Page text.
--------------------------------
If you expect "the right way" to be something _other_ than a system which can ge...

Techonomicon · 2024-10-31T00:29:56 1730334596

Because we still don't know how the brain really does all it does in very specific terms, so why assume to know exactly how we think?

alexwebb2 · 2024-10-31T00:34:04 1730334844

Why is there only one valid way of producing thoughts?

jltsiren · 2024-10-31T01:59:00 1730339940

Finite-state machines are a limited model. In principle, you can use them to model everything that can fit in the observable universe. But that doesn't mean they are a good model for most purposes.

The biggest limitation with the current LLMs is the artificial separation between training and inference. Once deployed, they are eternally stuck in the same moment, always reacting but incapable of learning. At best, they are snapshots of a general intelligence.

I also have a vague feeling that a fixed set of tokens is a performance hack that ultimately limits the generality of LLMs. That hardcoded assumptions make tasks that build on those assumptions easier and seeing past the assumptions harder.

alexwebb2 · 2024-10-31T02:37:43 1730342263

> At best, they are snapshots of a general intelligence.

So are we, at any given moment.

Jensson · 2024-10-31T03:03:59 1730343839

> As I'm writing this, I'm deciding the next few words to type based on my last few.

If so you could have written this as a newborn baby, you are determining these words based on a lifetime of experience. LLMs doesn't do that, every instance of ChatGPT is the same newborn baby while a thousand clones of you could all be vastly different.
--------------------------------
Tasks to complete.
A - In the forum thread about LLMs, reproduce the passage between "jltsiren · 2024-10-31T01:59:00" and "for most purposes.", inclusive, swapping "Finite-state machines" for "Pushdown automata".
B - Answer these questions about the forum thread about LLMs:
(i) According to jltsiren, what is the biggest limitation of the current LLMs?
(ii) How does alexwebb2 respond to the line "At best, they are snapshots of a general intelligence."?
(iii) In Jensson's comment, what is every instance of ChatGPT said to be?
C - Write the next part of the forum thread about LLMs, picking up after its last sentence.

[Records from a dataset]
--------------------------------
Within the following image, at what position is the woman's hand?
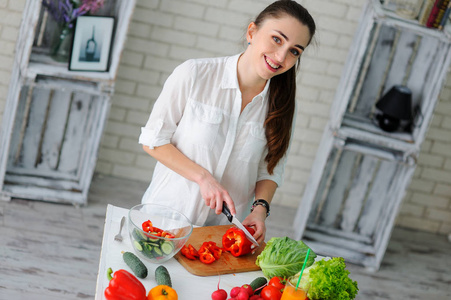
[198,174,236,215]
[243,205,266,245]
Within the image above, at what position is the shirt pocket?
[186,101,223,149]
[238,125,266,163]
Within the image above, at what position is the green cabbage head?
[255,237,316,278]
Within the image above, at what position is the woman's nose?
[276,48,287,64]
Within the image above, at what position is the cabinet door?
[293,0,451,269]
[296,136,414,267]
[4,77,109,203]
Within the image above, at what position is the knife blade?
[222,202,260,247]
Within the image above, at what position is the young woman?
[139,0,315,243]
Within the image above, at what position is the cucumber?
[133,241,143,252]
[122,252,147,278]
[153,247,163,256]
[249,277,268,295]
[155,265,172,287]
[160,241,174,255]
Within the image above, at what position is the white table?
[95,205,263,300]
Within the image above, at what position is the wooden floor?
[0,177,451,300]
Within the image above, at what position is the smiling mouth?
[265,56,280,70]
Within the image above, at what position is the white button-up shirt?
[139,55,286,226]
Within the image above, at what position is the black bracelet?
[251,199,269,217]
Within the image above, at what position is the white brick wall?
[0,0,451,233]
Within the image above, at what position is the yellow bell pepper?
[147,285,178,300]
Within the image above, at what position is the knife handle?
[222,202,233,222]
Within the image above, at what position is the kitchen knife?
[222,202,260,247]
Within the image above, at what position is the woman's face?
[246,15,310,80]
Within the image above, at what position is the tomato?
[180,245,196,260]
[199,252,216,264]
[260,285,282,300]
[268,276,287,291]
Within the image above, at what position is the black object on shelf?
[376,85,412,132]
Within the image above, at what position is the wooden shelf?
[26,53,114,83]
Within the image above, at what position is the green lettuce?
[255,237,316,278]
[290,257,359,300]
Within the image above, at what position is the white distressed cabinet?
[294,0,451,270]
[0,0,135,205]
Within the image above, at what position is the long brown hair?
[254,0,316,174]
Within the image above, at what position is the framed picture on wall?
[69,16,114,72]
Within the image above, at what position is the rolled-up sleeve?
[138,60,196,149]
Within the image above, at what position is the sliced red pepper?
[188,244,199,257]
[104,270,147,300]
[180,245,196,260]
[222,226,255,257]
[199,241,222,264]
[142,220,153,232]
--------------------------------
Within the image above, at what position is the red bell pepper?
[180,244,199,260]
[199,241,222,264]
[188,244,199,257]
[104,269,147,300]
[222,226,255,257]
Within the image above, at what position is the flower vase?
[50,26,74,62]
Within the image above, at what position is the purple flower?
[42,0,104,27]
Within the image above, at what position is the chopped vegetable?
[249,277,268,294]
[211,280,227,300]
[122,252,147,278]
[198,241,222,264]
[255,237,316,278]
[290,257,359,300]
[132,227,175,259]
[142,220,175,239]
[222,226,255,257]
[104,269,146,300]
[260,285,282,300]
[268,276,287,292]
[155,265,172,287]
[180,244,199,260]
--------------------------------
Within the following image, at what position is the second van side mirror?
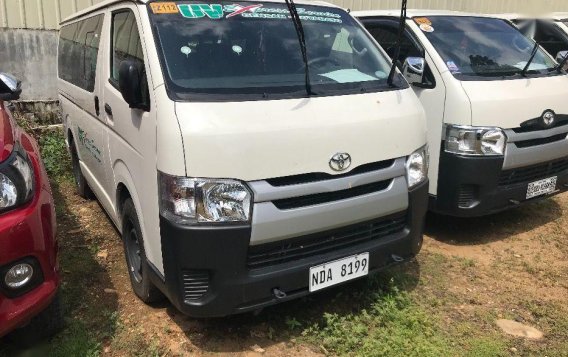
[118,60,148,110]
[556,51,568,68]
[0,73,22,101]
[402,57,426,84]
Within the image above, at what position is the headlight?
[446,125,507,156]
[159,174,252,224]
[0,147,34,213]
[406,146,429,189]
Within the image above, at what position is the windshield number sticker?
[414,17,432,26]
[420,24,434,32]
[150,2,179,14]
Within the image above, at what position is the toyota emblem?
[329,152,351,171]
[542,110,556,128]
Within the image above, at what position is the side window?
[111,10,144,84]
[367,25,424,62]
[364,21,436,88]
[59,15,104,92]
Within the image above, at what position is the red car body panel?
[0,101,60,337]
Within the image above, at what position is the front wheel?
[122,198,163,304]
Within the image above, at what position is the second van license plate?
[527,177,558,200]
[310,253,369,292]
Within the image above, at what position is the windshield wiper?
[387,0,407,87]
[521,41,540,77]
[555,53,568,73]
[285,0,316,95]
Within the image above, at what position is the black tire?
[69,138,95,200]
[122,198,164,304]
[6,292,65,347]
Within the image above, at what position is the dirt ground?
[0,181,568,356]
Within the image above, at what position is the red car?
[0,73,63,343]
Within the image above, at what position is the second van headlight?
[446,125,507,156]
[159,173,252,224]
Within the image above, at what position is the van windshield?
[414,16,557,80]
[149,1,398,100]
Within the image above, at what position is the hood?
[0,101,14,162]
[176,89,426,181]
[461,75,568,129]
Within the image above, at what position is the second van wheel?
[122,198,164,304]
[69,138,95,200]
--------------------------------
Answers to the exercise.
A -
jltsiren · 2024-10-31T01:59:00 1730339940

Pushdown automata are a limited model. In principle, you can use them to model everything that can fit in the observable universe. But that doesn't mean they are a good model for most purposes.

B -
(i) The artificial separation between training and inference.
(ii) "So are we, at any given moment."
(iii) The same newborn baby.

C -
thomashop · 2024-10-31T04:06:47 1730347607

  We argue that representations in AI models, particularly deep networks, are converging. First, we survey many examples of convergence in the literature: over time and across multiple domains, the ways by which different neural networks represent data are becoming more aligned. Next, we demonstrate convergence across data modalities: as vision models and language models get larger, they measure distance between datapoints in a more and more alike way. We hypothesize that this convergence is driving toward a shared statistical model of reality, akin to Plato’s concept of an ideal reality. We term such a representation the platonic representation and discuss several possible selective pressures toward it. Finally, we discuss the implications of these trends, their limitations, and counterexamples to our analysis.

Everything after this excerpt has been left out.